— begin Supplied material —

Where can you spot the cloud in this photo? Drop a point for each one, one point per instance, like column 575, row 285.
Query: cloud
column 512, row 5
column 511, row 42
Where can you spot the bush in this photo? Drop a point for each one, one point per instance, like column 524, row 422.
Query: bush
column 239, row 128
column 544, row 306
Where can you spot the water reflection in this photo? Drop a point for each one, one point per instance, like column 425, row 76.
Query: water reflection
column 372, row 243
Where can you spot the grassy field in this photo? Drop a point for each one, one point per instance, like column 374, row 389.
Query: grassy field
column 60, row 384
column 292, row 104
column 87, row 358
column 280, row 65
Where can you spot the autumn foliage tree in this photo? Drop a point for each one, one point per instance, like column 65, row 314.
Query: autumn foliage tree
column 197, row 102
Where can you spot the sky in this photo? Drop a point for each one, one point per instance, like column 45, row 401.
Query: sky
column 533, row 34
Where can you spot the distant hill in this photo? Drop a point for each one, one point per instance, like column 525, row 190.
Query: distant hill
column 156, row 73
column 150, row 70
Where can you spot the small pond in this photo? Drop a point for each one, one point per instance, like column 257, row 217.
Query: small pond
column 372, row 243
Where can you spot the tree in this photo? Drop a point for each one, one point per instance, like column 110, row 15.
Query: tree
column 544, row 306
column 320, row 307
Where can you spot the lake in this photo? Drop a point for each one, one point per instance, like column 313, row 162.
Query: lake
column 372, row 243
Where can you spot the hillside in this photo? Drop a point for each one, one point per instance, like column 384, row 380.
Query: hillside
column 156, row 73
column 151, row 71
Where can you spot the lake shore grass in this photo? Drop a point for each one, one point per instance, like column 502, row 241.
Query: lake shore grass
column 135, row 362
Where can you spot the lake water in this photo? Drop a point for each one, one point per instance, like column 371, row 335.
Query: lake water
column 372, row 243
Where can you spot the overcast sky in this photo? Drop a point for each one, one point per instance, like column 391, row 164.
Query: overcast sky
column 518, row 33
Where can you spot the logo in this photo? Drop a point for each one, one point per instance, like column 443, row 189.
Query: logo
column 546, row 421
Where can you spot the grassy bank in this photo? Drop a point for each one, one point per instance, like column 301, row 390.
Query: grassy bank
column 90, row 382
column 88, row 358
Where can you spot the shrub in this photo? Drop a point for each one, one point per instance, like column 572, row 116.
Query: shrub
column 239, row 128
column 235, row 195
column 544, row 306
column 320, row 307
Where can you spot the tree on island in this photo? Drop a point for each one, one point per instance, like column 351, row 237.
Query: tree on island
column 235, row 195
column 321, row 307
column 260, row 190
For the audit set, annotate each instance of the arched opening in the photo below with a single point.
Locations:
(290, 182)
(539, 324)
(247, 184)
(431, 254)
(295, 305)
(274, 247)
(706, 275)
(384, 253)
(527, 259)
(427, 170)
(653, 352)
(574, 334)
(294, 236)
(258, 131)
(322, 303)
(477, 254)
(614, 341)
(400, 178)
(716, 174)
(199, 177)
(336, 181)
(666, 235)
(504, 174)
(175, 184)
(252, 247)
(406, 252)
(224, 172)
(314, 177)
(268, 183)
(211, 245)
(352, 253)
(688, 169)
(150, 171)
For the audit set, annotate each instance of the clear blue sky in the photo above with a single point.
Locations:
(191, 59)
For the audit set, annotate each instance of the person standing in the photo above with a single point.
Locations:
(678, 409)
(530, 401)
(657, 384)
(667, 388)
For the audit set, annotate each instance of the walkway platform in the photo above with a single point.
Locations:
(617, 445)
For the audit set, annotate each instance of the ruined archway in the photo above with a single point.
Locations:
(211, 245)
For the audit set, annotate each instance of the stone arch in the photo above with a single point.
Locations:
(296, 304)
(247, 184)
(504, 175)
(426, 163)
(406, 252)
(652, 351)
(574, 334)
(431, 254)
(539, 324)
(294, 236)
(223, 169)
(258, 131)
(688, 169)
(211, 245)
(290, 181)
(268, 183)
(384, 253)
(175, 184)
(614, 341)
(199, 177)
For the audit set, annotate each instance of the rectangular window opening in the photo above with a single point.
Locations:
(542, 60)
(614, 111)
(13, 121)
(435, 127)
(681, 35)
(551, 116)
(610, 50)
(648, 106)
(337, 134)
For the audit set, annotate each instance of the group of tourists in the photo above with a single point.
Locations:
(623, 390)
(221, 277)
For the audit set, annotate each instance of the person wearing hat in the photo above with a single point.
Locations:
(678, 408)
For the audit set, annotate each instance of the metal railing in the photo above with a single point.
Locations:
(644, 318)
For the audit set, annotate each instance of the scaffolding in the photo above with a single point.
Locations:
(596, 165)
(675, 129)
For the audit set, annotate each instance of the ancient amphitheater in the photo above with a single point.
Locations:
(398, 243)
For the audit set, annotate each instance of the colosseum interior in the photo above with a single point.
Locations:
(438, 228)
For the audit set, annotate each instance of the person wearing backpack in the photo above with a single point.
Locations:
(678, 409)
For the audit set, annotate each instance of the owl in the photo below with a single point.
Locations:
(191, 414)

— end Supplied material —
— begin Supplied material —

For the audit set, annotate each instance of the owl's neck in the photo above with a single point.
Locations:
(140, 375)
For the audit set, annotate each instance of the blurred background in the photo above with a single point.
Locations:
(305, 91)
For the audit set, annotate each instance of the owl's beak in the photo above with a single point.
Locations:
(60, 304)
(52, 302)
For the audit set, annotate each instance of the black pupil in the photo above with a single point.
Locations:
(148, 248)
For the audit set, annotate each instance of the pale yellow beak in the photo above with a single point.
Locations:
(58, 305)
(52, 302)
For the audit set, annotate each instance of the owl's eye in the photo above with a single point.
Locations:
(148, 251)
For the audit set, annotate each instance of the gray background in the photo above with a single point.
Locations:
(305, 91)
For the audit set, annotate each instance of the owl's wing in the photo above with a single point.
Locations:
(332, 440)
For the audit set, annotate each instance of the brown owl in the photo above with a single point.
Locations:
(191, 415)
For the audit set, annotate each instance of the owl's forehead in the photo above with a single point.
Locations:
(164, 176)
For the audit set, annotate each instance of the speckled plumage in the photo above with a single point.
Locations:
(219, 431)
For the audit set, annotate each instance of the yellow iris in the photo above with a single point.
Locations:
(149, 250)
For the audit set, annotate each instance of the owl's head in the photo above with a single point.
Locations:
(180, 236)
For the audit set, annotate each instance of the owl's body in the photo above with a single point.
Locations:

— end Supplied material —

__Written problem__
Put the data from the line containing "Where can you spot the tree on" through the line containing "column 260, row 190" into a two-column CSV with the headers text and answer, one row per entry. Wrap each field in quotes and replace line breaks with spaces.

__Finished exercise__
text,answer
"Where can you spot the tree on island in this photo? Drop a point for each one, one point per instance, like column 351, row 237. Query: tree on island","column 235, row 195 column 321, row 307 column 260, row 190"